■ TASK INSTRUCTIONS: Starting with the first line, transcribe the material exactly through to the last.

BEGIN RECORDS SHOWN

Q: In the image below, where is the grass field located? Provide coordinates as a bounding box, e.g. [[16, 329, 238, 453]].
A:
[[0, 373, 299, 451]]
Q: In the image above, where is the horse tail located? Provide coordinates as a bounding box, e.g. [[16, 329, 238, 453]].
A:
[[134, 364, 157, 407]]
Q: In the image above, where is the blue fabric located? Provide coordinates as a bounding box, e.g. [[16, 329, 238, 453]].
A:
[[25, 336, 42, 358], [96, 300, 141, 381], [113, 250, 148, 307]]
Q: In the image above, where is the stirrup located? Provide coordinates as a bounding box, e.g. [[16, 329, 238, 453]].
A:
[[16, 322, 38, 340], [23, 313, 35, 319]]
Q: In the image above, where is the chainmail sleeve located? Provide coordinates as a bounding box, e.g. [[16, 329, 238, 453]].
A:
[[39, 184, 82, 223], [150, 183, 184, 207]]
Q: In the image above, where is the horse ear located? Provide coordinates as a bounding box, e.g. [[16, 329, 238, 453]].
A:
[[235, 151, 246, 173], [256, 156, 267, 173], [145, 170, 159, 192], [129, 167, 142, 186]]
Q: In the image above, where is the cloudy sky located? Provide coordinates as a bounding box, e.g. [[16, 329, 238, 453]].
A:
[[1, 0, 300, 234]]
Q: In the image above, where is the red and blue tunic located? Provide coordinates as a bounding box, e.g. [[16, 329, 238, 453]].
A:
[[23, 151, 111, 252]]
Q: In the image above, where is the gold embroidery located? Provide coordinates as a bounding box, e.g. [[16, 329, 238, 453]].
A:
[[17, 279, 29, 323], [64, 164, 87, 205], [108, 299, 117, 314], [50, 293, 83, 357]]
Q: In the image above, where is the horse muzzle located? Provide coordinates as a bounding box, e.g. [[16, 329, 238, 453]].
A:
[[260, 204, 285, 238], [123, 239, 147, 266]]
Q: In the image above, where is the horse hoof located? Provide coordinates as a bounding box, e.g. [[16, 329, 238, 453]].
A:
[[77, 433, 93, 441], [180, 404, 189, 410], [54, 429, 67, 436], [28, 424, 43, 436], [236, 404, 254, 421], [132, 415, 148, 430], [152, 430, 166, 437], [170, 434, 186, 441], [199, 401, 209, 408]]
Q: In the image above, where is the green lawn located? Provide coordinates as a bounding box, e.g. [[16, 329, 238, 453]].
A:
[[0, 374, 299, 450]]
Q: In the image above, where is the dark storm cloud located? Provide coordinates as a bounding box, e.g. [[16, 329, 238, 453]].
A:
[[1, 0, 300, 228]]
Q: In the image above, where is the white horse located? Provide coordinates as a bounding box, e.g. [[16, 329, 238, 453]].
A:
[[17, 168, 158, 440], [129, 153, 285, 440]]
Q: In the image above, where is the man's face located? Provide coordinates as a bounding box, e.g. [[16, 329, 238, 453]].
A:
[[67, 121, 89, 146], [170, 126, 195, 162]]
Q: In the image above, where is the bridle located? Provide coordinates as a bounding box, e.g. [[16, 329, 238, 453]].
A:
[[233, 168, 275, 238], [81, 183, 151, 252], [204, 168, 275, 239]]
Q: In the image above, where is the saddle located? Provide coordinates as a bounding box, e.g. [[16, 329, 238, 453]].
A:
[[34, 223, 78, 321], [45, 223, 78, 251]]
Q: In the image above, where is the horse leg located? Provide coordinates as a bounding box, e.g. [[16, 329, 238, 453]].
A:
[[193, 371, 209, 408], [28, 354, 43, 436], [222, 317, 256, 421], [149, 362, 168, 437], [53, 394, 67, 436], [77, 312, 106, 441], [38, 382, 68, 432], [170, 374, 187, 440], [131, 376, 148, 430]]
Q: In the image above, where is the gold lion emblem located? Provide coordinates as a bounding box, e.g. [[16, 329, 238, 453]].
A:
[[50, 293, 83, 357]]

END RECORDS SHOWN

■ COMPLETED EXERCISE:
Q: In the image below, where is the grass field located? Provide coordinates as a bounding box, e.g. [[16, 329, 238, 453]].
A:
[[0, 373, 299, 451]]
Q: In the image above, where is the horse tail located? Provide coordinates as a bounding box, e.g. [[16, 329, 238, 453]].
A:
[[134, 364, 157, 407]]
Q: In the image above, where is the blue fabric located? Provide coordinates as a bounding box, e.g. [[16, 329, 238, 453]].
A:
[[25, 336, 42, 358], [96, 300, 141, 381], [113, 250, 148, 307]]
Q: In the image above, where is the stirrup located? Provide coordinates as a bounding box, e.g. [[16, 329, 238, 453]].
A:
[[16, 322, 38, 340], [23, 313, 35, 319]]
Q: In the image above, where is the chainmail sleeve located? Provide coordinates as a bounding box, e.g. [[16, 329, 238, 453]].
A:
[[39, 184, 82, 223], [150, 183, 184, 207]]
Q: In the image above, where is the horse ear located? Provide coordinates as a bounding box, e.g. [[16, 329, 238, 453]].
A:
[[235, 151, 246, 173], [256, 156, 267, 173], [145, 170, 159, 192], [129, 167, 142, 186]]
Q: In the image above, where is the cloudy sky located? Provide coordinates as a bounding box, e.g. [[16, 329, 238, 453]].
A:
[[1, 0, 300, 234]]
Q: In the image above, where is the red and blue tunic located? Provide coordinates as a bounding box, e.g. [[16, 329, 238, 453]].
A:
[[23, 151, 111, 252]]
Q: In the image above, where is the gold embroidery located? Provide coordinates as a bounding box, e.g. [[16, 329, 238, 453]].
A:
[[17, 279, 29, 323], [64, 164, 87, 205], [108, 299, 117, 314], [50, 293, 83, 357]]
Q: In the image above, where is the horse muzzle located? Provide coordinates as a bounding box, e.g. [[16, 329, 238, 453]].
A:
[[260, 204, 285, 238], [123, 239, 147, 266]]
Q: In the image above, where is the horse hoof located? Provide coordinates as a bounding box, e.g. [[16, 329, 238, 453]].
A:
[[77, 433, 93, 441], [180, 404, 189, 410], [54, 429, 67, 436], [28, 424, 43, 436], [236, 404, 254, 421], [132, 415, 148, 430], [152, 430, 166, 437], [170, 434, 186, 441], [199, 401, 209, 408]]
Q: In the image above, where is the green lawn located? Provide coordinates as a bounding box, e.g. [[16, 329, 238, 453]].
A:
[[0, 374, 299, 450]]
Q: In the image above, where is the dark storm cloud located? Provide coordinates as a bounding box, e.g. [[16, 329, 238, 453]].
A:
[[1, 0, 300, 228]]
Q: In the image above, where is the white horse located? Provide coordinates as a bounding box, e.g. [[16, 329, 238, 453]].
A:
[[17, 168, 158, 440], [129, 153, 285, 440]]
Q: In the image above, where is the man's face located? Provide coordinates as a bounding box, e.g. [[16, 329, 238, 453]].
A:
[[67, 121, 89, 146], [170, 126, 195, 162]]
Q: In the image above, where is the bridle located? Provide coordinates as a bounding box, e.g. [[16, 329, 238, 453]].
A:
[[233, 168, 275, 238], [81, 183, 151, 252], [204, 168, 275, 239]]
Q: In the image above, where is the saddle located? Provide coordinates as a bounding box, e.g. [[16, 329, 238, 453]].
A:
[[34, 223, 78, 321], [45, 223, 78, 251]]
Q: In the image above, where is the horse leg located? Provide coordinates as a bounding box, e.g. [[16, 329, 238, 453]].
A:
[[193, 371, 209, 408], [28, 354, 43, 436], [222, 317, 256, 421], [149, 362, 168, 437], [53, 394, 67, 436], [77, 312, 106, 441], [38, 382, 68, 432], [170, 374, 187, 440], [131, 376, 148, 430]]
Q: In the image above, where is the gold lion emblem located? Provide coordinates as a bounding box, e.g. [[16, 329, 238, 453]].
A:
[[50, 293, 83, 357]]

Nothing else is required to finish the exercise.